_To do_
Shift each coordinate in the answers up by 87 and write every line out again in full, from the line with "one marker per instance, written like [386,361]" through the end of the rows.

_Supplied information_
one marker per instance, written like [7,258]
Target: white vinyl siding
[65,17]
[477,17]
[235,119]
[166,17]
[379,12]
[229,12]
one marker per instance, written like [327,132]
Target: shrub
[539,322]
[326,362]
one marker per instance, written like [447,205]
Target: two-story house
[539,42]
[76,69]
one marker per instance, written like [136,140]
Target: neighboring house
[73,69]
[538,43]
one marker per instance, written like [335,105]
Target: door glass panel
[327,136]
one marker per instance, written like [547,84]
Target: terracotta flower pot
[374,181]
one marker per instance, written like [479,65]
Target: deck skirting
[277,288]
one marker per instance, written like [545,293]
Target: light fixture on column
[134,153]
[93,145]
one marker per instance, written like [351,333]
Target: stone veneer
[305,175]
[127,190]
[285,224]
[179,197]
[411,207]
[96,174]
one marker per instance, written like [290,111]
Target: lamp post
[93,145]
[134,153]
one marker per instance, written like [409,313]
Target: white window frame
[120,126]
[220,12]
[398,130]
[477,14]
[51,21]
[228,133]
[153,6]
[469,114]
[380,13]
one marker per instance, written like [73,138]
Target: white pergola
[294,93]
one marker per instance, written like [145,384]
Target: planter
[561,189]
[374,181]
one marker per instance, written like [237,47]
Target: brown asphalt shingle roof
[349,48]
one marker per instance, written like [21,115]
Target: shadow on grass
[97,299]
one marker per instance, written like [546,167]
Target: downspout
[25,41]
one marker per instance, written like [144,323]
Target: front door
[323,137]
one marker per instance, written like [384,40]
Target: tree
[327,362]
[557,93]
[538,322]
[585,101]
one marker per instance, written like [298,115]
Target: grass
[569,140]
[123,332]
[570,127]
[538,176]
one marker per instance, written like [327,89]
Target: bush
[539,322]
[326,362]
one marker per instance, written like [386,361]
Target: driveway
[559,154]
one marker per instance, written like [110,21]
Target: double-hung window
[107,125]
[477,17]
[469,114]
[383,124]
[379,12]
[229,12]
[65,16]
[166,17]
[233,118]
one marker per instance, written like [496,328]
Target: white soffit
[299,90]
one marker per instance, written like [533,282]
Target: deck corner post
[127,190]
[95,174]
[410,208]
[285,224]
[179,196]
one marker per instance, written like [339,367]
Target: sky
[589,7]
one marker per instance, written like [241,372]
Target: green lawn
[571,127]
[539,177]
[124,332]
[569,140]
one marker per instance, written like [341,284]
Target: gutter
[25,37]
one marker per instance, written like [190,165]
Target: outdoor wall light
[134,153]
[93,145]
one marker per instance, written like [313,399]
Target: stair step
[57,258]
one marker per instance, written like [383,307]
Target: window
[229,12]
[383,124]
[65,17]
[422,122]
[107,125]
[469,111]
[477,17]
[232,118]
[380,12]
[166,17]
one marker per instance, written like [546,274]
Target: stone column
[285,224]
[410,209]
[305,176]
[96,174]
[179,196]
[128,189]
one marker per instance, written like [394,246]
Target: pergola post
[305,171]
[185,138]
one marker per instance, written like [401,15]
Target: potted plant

_Completed task_
one marker per instance, written like [386,361]
Target: driveway
[646,241]
one marker per instance, written like [110,21]
Target: double-hung window
[194,212]
[564,104]
[556,201]
[470,211]
[466,99]
[316,99]
[152,103]
[253,104]
[320,205]
one marker per instance, written like [496,328]
Target: white soffit
[386,177]
one marker per instance, written like [533,282]
Target: deck corner post
[214,277]
[182,261]
[497,295]
[372,311]
[266,283]
one marker per instance, written like [339,367]
Target: sky
[676,94]
one marker per instance, written like [241,372]
Target: green lawn
[658,214]
[626,264]
[211,419]
[656,227]
one marker per instance, written like [341,284]
Target: gutter
[112,124]
one marker per instance, written like [190,165]
Target: outdoor wall light
[221,240]
[180,232]
one marker per instance, written like [313,399]
Target: stair step
[144,345]
one marker per instance, written like [383,307]
Target: window
[316,99]
[470,211]
[152,104]
[509,209]
[194,212]
[556,198]
[564,104]
[319,205]
[467,99]
[253,104]
one marker per instance, written like [546,274]
Target: stone column
[372,311]
[497,296]
[392,263]
[183,261]
[266,283]
[215,276]
one marker per instance, written like [394,246]
Target: pergola post
[392,258]
[272,225]
one marker per instance, written like [401,15]
Target: potted plant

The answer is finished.